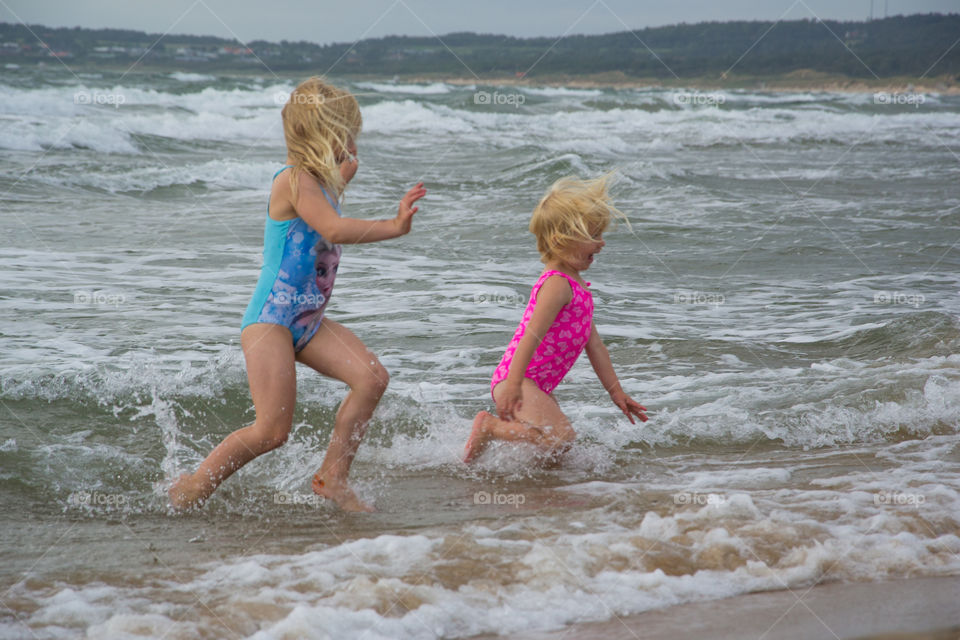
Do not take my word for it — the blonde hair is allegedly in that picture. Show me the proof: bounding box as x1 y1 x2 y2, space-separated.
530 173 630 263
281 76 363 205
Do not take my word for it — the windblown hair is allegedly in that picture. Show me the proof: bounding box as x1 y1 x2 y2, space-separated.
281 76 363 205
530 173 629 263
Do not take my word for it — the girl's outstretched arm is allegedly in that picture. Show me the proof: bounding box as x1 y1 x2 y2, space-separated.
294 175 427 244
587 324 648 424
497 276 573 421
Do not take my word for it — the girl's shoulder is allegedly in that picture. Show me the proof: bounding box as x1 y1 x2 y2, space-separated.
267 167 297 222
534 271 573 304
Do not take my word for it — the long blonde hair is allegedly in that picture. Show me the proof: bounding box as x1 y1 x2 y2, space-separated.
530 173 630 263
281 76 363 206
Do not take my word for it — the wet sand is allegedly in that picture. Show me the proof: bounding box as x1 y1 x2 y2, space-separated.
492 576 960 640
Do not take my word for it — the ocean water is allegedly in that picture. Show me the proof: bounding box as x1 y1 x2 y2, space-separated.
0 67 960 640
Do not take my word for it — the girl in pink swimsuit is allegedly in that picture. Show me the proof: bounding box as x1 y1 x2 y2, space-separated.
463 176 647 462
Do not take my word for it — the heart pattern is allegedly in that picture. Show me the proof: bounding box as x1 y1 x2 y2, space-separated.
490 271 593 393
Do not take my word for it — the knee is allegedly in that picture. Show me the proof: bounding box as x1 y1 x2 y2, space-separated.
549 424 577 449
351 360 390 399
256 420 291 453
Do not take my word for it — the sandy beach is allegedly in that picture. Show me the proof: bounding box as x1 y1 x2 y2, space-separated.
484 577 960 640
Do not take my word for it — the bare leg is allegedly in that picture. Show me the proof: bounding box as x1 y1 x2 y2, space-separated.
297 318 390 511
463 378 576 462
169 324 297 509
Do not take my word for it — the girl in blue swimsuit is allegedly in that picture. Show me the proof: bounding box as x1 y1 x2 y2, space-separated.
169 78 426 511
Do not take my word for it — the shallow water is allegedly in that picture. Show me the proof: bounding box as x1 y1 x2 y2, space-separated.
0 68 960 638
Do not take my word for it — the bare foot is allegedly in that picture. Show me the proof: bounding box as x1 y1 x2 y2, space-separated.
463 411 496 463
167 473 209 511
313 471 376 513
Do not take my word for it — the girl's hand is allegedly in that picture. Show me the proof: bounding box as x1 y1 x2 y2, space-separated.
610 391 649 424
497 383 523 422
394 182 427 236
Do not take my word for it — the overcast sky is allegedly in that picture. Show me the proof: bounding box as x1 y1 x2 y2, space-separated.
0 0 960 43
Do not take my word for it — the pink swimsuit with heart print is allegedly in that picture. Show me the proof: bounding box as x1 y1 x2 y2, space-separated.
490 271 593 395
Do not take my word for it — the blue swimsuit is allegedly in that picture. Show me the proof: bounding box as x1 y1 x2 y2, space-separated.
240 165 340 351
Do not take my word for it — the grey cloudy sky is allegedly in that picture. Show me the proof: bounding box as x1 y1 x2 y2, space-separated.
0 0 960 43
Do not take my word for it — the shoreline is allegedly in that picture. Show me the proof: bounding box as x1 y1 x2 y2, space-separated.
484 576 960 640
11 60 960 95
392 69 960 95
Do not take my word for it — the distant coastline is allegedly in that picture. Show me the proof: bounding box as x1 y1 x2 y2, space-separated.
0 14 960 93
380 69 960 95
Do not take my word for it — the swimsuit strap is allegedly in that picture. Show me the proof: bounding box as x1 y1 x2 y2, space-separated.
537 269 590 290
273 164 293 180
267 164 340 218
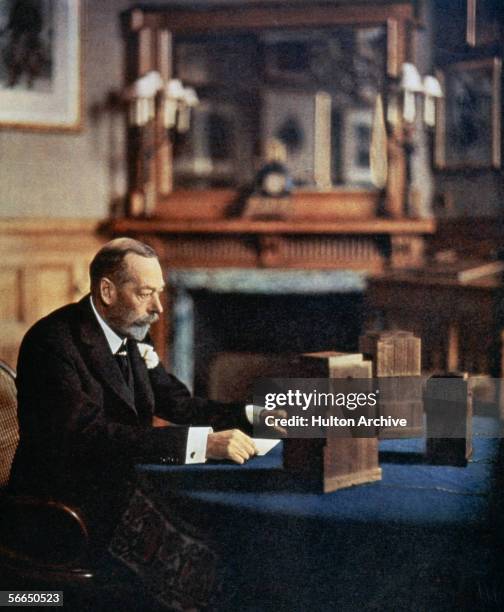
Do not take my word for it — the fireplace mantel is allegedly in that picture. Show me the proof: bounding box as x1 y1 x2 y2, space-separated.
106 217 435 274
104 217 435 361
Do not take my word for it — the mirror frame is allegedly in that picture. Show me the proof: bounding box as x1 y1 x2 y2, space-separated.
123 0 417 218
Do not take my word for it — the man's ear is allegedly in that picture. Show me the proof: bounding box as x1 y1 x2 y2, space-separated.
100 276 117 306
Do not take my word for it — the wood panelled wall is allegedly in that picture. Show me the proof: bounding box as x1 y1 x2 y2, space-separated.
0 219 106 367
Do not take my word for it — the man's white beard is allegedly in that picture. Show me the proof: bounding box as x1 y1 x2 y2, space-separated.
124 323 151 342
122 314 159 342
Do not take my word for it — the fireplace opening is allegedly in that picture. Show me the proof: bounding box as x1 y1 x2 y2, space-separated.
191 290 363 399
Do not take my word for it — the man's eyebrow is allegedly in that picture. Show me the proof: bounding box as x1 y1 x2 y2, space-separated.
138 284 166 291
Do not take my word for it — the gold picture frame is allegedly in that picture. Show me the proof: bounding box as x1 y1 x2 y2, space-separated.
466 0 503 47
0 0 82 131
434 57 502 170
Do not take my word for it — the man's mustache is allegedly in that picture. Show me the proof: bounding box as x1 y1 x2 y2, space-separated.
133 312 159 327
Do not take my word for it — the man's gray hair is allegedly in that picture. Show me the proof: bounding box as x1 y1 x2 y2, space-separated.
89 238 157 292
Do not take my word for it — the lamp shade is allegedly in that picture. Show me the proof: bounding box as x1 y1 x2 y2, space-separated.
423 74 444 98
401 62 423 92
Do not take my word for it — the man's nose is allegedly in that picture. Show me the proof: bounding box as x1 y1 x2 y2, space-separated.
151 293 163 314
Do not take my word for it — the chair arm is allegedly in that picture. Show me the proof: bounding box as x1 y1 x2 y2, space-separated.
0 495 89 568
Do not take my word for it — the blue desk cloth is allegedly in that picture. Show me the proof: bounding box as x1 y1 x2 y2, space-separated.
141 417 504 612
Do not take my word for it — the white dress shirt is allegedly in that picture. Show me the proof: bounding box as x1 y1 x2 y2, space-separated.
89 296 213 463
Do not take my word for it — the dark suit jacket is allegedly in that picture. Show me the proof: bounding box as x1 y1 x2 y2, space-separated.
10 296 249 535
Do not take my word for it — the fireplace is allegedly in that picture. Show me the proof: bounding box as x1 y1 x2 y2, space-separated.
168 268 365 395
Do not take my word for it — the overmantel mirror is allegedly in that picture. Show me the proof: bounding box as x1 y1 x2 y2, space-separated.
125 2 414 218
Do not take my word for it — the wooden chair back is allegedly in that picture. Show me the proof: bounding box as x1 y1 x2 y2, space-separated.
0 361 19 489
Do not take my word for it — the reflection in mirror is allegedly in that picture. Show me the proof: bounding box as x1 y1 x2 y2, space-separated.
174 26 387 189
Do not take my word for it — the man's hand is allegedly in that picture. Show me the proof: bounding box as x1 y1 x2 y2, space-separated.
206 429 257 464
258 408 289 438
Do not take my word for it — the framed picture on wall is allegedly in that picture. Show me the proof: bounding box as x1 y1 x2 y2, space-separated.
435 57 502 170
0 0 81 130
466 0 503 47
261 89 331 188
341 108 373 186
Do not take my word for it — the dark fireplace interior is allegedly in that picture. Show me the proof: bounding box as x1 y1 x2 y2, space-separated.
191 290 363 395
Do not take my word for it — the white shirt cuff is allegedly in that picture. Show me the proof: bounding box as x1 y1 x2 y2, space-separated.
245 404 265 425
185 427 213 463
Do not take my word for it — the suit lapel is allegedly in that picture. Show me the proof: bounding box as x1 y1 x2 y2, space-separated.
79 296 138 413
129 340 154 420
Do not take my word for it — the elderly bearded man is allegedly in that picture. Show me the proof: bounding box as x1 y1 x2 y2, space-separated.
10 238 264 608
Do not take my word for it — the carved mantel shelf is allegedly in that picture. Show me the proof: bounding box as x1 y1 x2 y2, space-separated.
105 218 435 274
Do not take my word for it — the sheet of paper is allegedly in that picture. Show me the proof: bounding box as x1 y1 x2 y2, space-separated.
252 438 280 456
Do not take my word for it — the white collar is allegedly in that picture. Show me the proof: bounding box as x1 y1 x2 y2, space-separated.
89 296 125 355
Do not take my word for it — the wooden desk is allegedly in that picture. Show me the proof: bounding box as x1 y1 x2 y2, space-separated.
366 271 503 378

* * *

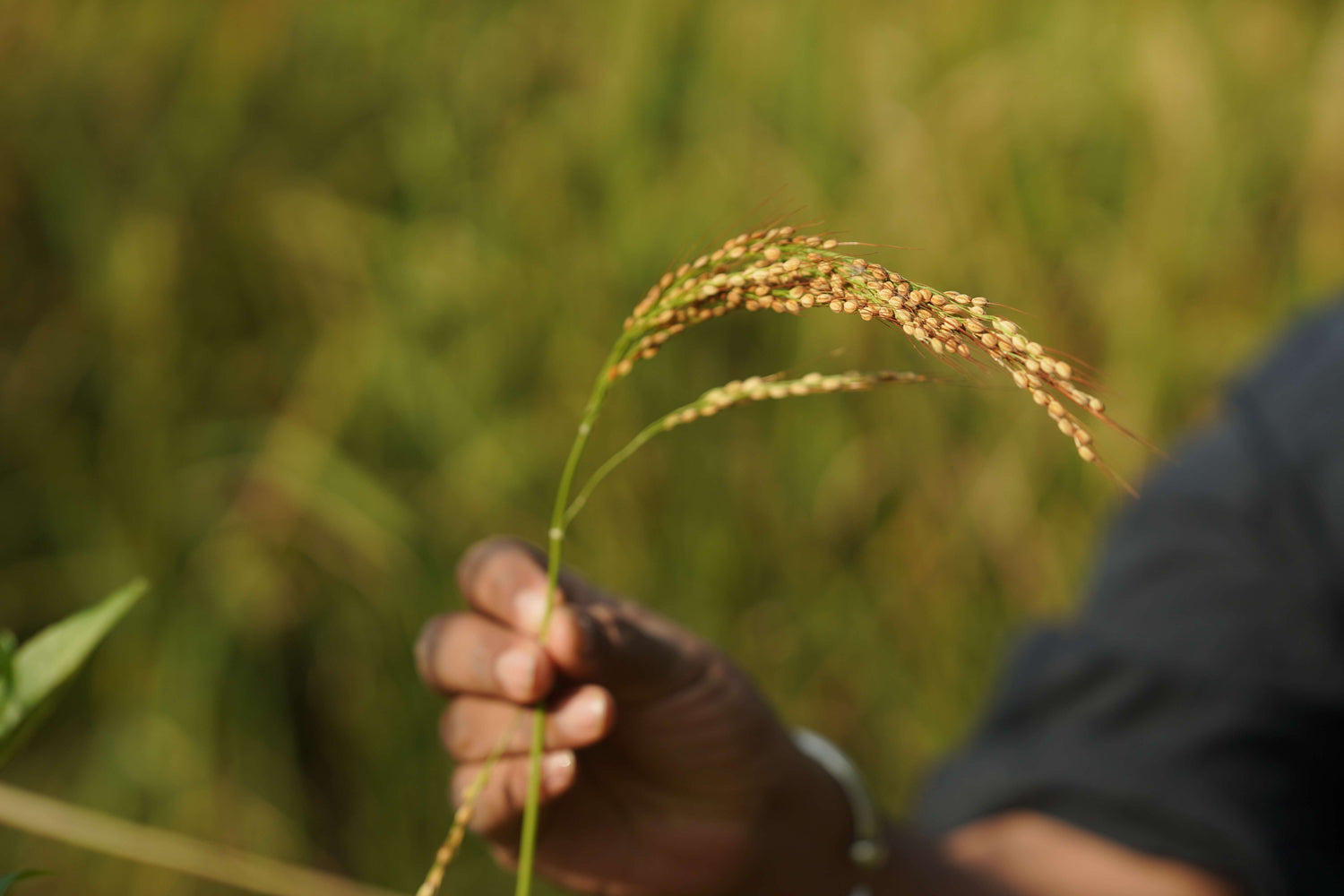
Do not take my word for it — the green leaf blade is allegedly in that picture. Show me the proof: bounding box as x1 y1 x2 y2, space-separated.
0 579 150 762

**What is expected**
Output the lines of the listing above, unchanged, from the line containing "Do not take my word for it — the blonde" through the line containing "534 271 573 304", including both of those lines.

**Correct response**
Do not take my word for it — the blonde hair is allegedly in that picture. Show me the proof: bounding box as x1 y1 x2 y2, space-separated.
530 173 630 263
281 76 363 205
Do not take my word for it — the windblown hair is allegedly in that picture. Show me the proof: bounding box as x1 y1 x2 y2, space-separated.
281 76 363 205
530 173 629 263
Do not take my word for it — the girl's outstretched arm is allegedly in that picture. Show me the proof: bounding box as x1 y1 x2 y2, space-separated.
294 175 427 244
587 324 648 424
497 276 573 421
Do not take my word for it — the girl's shoulder is allegedly in that picture. Show me the proof: bounding box as x1 y1 x2 y2, space-separated.
267 167 297 222
534 271 573 304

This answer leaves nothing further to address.